- _Task_:
Each entry needs to be retyped exactly, with nothing added or dropped.

- _Provided data_:
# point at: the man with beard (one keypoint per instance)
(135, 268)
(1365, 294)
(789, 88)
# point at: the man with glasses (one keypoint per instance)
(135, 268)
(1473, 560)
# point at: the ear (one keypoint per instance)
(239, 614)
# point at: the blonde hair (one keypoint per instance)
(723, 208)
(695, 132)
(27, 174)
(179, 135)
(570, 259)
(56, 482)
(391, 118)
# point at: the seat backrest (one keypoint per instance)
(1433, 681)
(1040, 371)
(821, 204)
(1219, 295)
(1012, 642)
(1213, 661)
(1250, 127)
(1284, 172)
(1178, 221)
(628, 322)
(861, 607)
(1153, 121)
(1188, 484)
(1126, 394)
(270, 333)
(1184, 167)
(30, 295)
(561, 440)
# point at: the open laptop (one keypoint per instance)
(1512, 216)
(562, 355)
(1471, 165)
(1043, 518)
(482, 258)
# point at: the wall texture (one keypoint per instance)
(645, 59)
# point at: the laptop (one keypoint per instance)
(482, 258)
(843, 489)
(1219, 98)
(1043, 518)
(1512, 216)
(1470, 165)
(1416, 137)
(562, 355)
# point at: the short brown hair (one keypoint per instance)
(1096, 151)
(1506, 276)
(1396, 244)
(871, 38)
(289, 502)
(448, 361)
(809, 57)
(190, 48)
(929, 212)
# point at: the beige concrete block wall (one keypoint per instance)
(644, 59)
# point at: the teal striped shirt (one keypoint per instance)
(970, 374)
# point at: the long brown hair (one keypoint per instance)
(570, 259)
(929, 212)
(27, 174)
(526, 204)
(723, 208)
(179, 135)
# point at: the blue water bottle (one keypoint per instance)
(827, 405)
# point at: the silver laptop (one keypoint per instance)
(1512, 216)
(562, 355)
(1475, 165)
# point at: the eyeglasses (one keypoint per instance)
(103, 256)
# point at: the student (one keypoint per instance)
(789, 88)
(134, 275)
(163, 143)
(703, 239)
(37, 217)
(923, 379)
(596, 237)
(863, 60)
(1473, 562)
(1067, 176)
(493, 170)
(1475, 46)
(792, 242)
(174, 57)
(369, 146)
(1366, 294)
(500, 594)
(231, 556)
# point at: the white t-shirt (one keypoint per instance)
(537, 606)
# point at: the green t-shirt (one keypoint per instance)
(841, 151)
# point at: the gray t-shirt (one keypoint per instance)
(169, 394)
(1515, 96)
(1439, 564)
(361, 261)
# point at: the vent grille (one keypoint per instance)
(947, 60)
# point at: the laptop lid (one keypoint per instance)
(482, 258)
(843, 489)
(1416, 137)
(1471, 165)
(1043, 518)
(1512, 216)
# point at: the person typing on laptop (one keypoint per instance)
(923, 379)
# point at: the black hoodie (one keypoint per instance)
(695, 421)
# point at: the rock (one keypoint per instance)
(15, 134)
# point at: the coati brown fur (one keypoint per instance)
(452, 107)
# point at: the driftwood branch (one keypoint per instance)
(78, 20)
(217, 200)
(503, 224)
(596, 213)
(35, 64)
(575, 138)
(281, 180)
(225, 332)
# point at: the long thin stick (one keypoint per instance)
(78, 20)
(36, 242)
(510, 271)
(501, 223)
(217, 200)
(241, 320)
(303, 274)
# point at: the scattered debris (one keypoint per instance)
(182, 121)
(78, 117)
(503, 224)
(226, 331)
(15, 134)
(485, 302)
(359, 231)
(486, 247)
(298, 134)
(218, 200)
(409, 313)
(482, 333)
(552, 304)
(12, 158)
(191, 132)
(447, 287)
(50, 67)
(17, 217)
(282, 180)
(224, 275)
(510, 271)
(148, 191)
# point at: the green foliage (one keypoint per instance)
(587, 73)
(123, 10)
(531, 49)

- _Exercise answer_:
# point at: the man with beard (one keypoint per instance)
(135, 268)
(1365, 294)
(789, 88)
# point at: the man with glasses (one keypoint per instance)
(135, 268)
(1473, 560)
# point at: the ear (one keypoint per instance)
(239, 614)
# point at: the blonde hair (one keypoint per instance)
(723, 208)
(695, 132)
(27, 174)
(179, 135)
(570, 259)
(56, 482)
(391, 118)
# point at: the seat backrest (one keypoint per instance)
(1433, 681)
(1040, 371)
(821, 204)
(1219, 295)
(1012, 642)
(1213, 661)
(1250, 127)
(1284, 172)
(1178, 221)
(628, 322)
(861, 607)
(1153, 121)
(1188, 484)
(1126, 394)
(270, 333)
(1184, 167)
(30, 295)
(561, 440)
# point at: the open laptop (one keypoint per instance)
(1512, 216)
(562, 355)
(1471, 165)
(1043, 518)
(482, 258)
# point at: the wall texture (one keypoint per instance)
(645, 59)
# point at: the laptop (one keypoint per instance)
(482, 258)
(843, 489)
(1219, 98)
(1043, 518)
(1512, 216)
(1470, 165)
(1416, 137)
(562, 355)
# point at: the short brown hair (one keypoint per instance)
(1096, 151)
(1506, 276)
(1396, 244)
(871, 38)
(289, 502)
(448, 361)
(809, 57)
(190, 48)
(929, 212)
# point at: the beige concrete block wall (one keypoint per instance)
(644, 59)
# point at: the teal striped shirt (one keypoint per instance)
(970, 374)
# point at: the long brown hair (one keypoint per instance)
(570, 259)
(929, 212)
(27, 174)
(526, 204)
(723, 208)
(179, 135)
# point at: the blue water bottle (one keypoint per instance)
(827, 405)
# point at: the silver laptop (one keypoint per instance)
(1512, 216)
(562, 355)
(1475, 165)
# point at: the eyeglasses (one keypoint per instance)
(103, 256)
# point at: the student (one keypoint per instance)
(789, 88)
(134, 275)
(163, 143)
(703, 239)
(37, 217)
(923, 379)
(596, 237)
(863, 60)
(1473, 562)
(1067, 176)
(493, 170)
(1475, 46)
(792, 242)
(174, 57)
(369, 146)
(1366, 294)
(500, 594)
(231, 556)
# point at: the white t-shirt (one keypoint per instance)
(537, 606)
# point at: the green t-shirt (one keypoint per instance)
(841, 151)
# point at: the gray t-shirt (one keypoint per instance)
(169, 394)
(1515, 96)
(1439, 564)
(361, 261)
# point at: the vent grille (one keypoint per instance)
(947, 60)
# point at: the laptop lid (one keypoint per instance)
(482, 258)
(843, 489)
(1416, 137)
(1471, 165)
(1043, 518)
(1512, 216)
# point at: the person typing on laptop (one keypoint per instance)
(923, 379)
# point at: the black hoodie (one keypoint per instance)
(695, 421)
# point at: the rock (one keypoint per instance)
(15, 134)
# point at: the coati brown fur (one keypoint per instance)
(452, 107)
# point at: the driftwood branch (one keypoint per instance)
(78, 20)
(217, 200)
(503, 224)
(596, 213)
(35, 64)
(575, 138)
(281, 180)
(225, 332)
# point at: the long thin stick (one keypoint per instance)
(78, 20)
(36, 242)
(510, 271)
(501, 223)
(217, 200)
(241, 320)
(303, 274)
# point at: the scattered debris (one keypoint per instance)
(182, 121)
(78, 117)
(503, 224)
(226, 331)
(15, 134)
(485, 302)
(359, 231)
(486, 247)
(298, 134)
(218, 200)
(409, 313)
(482, 333)
(552, 304)
(12, 158)
(191, 132)
(447, 287)
(50, 67)
(17, 217)
(282, 180)
(224, 275)
(510, 271)
(148, 191)
# point at: the green foliage (one keypoint per instance)
(587, 73)
(123, 10)
(531, 49)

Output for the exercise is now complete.